» Saved entries
* * * * * * *
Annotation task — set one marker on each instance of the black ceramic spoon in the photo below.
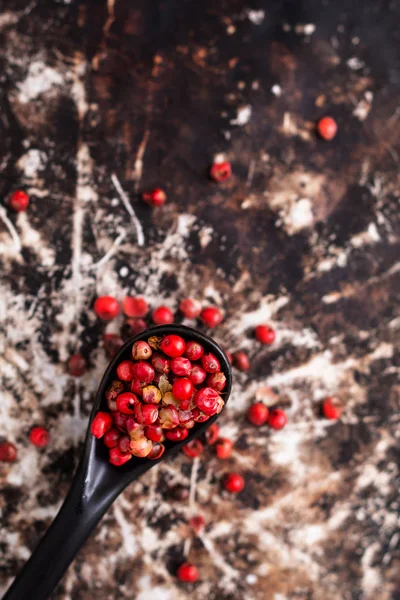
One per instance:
(97, 483)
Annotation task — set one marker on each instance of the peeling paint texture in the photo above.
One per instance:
(102, 100)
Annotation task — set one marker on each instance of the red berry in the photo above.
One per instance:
(233, 483)
(212, 434)
(126, 403)
(40, 437)
(198, 416)
(193, 350)
(207, 400)
(154, 433)
(190, 308)
(18, 201)
(141, 350)
(332, 408)
(141, 447)
(265, 334)
(181, 366)
(169, 417)
(111, 437)
(117, 457)
(120, 420)
(183, 389)
(124, 443)
(151, 394)
(327, 128)
(210, 363)
(221, 171)
(134, 428)
(106, 308)
(125, 370)
(241, 361)
(197, 523)
(137, 386)
(223, 448)
(193, 448)
(76, 365)
(211, 316)
(143, 371)
(162, 316)
(156, 197)
(178, 434)
(198, 375)
(146, 414)
(116, 388)
(100, 425)
(8, 452)
(112, 343)
(257, 414)
(217, 381)
(157, 451)
(133, 327)
(173, 345)
(187, 573)
(277, 419)
(160, 363)
(135, 307)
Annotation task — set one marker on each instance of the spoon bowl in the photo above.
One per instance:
(97, 483)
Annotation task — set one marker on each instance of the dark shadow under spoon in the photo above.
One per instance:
(97, 483)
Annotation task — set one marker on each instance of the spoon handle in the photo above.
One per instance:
(54, 553)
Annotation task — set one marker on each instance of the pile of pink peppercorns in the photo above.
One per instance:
(169, 385)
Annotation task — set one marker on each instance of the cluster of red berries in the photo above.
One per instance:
(168, 387)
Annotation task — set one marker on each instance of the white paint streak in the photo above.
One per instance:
(129, 209)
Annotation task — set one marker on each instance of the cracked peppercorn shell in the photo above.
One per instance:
(118, 458)
(126, 403)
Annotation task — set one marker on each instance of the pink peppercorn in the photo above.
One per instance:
(40, 437)
(101, 424)
(18, 201)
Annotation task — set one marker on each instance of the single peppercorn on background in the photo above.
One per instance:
* * * * * * *
The string "spoon" may appear in the entries. Say how many lines contain it, as a bare number.

» Response to the task
4